A delegation of indigenous women from the Andes and Amazon of Peru are attending COP23 in Bonn to raise their voices on the role of indigenous women against climate change.
Indigenous women play a key role in traditional and non-traditional livelihoods. However, even though indigenous women make contributions to the social, economic and cultural life of communities, they often face discrimination from both within and outside their communities.
As a result, indigenous women are vulnerable to social and economic exclusion, exploitation, marginalization and gender-based violence, according to the international Labour Office. Climate change threatens to make indigenous women still more vulnerable to such processes.
“With the onslaught of climate change, extreme weather conditions like droughts, floods and typhoons are affecting the production of crops and food security of indigenous peoples. Indigenous women—not unlike other rural women—are often farmers and in charge of feeding their families. Their livelihood—and lives—are at stake”, Tarcila Rivera Zea, UN’s Permanent Forum on Indigenous Issues.

· · ·

*Problems*:
[a] Answer these questions using the passage on indigenous women at COP23:
(i) In which city are the Peruvian indigenous women attending COP23?
(ii) Which organization is cited for the statement that indigenous women are vulnerable to exclusion, exploitation, marginalization and gender-based violence?
(iii) Which extreme weather conditions does Tarcila Rivera Zea name?
[b] In the dataset excerpt entries, return unchanged the stretch from the line containing "trace the outline of every instance of the <item>crowd" through the line containing "261), (183, 259)]]", including both of those lines.

Dataset excerpt

· · ·

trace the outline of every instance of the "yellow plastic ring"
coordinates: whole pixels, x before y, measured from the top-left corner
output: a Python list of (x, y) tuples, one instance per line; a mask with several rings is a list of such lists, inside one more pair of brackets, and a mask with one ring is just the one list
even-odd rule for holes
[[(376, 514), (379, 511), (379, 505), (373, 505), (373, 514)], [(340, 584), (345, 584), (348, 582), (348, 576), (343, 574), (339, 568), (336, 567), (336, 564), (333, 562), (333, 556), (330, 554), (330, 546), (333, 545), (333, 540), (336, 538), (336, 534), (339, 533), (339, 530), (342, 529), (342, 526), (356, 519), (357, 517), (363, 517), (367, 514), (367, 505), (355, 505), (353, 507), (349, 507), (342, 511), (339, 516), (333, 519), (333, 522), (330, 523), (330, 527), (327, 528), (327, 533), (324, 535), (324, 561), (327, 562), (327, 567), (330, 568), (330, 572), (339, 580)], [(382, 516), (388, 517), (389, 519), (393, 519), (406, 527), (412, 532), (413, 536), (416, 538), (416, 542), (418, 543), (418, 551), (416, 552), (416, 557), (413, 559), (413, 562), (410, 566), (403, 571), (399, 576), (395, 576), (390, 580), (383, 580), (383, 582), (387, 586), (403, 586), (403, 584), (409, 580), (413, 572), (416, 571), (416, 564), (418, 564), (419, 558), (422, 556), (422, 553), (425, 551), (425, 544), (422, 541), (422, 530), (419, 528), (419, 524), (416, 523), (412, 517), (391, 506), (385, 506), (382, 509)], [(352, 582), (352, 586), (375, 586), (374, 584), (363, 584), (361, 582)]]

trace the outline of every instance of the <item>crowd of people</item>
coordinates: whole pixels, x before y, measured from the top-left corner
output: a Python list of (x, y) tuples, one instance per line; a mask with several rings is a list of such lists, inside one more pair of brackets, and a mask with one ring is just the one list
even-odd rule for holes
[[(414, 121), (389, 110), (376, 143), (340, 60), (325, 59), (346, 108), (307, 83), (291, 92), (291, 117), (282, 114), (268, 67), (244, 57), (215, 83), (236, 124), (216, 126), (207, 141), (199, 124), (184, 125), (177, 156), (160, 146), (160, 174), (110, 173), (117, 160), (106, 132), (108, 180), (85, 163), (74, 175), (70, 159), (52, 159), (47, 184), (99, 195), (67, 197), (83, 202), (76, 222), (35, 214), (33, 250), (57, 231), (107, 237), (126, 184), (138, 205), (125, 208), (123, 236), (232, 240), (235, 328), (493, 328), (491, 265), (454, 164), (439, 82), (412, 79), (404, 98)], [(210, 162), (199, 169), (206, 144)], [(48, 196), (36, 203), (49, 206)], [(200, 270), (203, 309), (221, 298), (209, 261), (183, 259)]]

· · ·

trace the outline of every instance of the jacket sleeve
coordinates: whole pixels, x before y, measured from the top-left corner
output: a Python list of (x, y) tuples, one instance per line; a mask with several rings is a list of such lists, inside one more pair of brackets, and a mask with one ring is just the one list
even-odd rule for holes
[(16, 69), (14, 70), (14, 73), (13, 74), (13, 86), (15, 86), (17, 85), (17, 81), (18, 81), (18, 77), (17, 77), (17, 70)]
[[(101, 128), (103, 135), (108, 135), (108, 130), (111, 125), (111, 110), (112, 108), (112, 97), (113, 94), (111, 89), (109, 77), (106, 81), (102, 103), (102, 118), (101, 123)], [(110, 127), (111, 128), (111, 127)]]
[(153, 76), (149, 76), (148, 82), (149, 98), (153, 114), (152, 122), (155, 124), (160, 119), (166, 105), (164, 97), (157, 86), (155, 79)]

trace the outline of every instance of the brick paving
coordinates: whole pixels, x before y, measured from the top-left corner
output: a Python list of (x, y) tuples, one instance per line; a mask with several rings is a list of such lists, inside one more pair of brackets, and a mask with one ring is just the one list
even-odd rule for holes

· · ·

*Expected results*:
[a]
(i) Bonn
(ii) The International Labour Office
(iii) Droughts, floods and typhoons

[b]
trace the outline of every instance of the <item>crowd of people</item>
coordinates: whole pixels, x before y, measured from the top-left corner
output: a Python list of (x, y) tuples, one instance per line; a mask with several rings is a list of such lists, inside one more pair of brackets, and a mask with one ring is just the one list
even-odd rule for holes
[[(414, 121), (389, 110), (376, 143), (340, 60), (325, 59), (346, 108), (307, 83), (291, 92), (291, 117), (282, 114), (268, 67), (244, 57), (215, 83), (236, 124), (216, 126), (207, 141), (199, 124), (184, 125), (177, 156), (160, 146), (160, 174), (110, 173), (117, 160), (106, 132), (108, 180), (85, 163), (74, 175), (70, 159), (52, 159), (47, 184), (99, 195), (67, 197), (83, 202), (76, 222), (35, 214), (33, 250), (57, 231), (107, 237), (126, 184), (138, 205), (125, 208), (123, 236), (232, 240), (235, 328), (493, 328), (491, 265), (454, 164), (439, 82), (412, 79), (404, 98)], [(210, 162), (199, 169), (206, 144)], [(48, 196), (36, 203), (49, 206)], [(200, 270), (203, 309), (221, 298), (209, 261), (183, 259)]]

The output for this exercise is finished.